- _TASK INSTRUCTIONS_
Please return, word for word, the lines running from the one holding "hill in this photo." through the end of the entries, inclusive.

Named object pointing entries
──────────
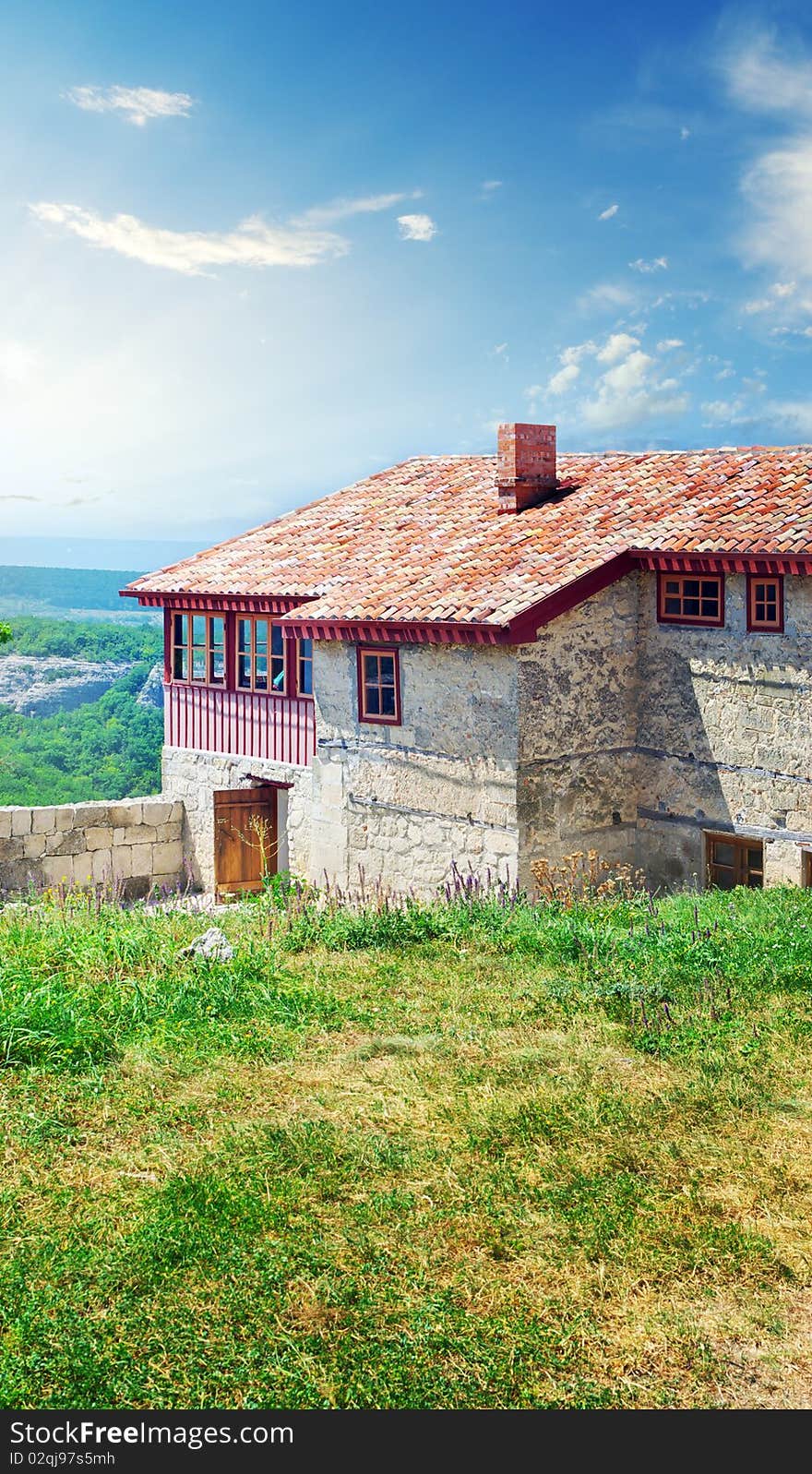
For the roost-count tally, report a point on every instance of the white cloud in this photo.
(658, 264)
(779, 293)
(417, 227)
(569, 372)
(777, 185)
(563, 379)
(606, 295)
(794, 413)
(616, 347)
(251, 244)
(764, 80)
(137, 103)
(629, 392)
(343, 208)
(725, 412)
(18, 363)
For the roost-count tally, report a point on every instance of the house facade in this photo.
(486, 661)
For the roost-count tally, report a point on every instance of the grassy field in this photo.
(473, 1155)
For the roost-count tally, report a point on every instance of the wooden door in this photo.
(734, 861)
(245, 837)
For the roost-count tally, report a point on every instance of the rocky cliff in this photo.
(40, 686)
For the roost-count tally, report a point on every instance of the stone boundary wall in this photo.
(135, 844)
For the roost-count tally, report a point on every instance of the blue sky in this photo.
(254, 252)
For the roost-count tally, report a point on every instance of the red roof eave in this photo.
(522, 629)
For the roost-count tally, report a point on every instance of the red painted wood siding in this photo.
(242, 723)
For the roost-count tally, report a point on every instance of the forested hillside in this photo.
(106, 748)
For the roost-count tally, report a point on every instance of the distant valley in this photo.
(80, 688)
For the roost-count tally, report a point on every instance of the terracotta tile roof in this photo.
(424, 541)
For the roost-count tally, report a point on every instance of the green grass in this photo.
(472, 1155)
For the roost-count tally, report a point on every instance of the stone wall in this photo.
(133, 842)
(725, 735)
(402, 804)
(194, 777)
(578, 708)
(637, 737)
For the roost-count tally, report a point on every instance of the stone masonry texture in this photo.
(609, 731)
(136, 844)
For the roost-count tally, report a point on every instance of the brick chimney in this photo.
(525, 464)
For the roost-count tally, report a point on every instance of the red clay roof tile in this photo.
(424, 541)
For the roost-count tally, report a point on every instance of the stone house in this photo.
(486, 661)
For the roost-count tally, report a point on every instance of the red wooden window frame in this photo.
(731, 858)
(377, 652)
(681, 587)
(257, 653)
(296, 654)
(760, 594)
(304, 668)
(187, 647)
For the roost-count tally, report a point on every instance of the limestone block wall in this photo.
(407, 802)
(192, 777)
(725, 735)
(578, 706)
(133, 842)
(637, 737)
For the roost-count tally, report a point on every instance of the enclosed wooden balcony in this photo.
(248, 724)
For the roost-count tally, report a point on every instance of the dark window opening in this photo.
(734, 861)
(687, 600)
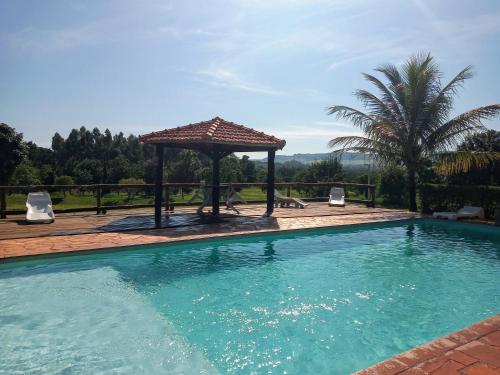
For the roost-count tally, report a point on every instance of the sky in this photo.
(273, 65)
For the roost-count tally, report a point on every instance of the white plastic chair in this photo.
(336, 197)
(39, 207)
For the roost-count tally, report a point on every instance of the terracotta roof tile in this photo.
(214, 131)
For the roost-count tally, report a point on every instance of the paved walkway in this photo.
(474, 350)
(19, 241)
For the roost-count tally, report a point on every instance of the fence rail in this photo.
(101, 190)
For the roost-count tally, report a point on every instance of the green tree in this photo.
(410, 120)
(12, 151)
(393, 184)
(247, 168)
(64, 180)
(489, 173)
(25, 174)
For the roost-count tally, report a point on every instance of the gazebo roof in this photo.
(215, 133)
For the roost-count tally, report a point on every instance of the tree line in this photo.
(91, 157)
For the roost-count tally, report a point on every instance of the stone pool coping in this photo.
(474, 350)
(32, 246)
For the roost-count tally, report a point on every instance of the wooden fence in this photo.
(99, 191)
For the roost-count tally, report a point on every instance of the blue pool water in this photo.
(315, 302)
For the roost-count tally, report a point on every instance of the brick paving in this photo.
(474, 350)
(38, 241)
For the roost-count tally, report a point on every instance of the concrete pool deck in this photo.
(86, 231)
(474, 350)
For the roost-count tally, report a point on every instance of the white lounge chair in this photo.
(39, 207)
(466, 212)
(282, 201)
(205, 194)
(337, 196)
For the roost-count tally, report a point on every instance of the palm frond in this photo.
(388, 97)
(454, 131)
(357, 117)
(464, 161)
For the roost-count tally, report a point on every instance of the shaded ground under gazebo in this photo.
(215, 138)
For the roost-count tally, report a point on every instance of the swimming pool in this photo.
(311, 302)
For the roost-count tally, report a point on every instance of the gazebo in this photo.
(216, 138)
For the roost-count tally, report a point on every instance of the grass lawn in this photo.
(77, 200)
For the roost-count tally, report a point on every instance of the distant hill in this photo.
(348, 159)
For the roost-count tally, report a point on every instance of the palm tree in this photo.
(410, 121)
──────────
- _EXPECTED ANSWER_
For the roost-count tally, report a point on every instance of the distant hill in this photo.
(348, 159)
For the roost-count tally, report a point on every instance of the palm tree in this photo.
(410, 121)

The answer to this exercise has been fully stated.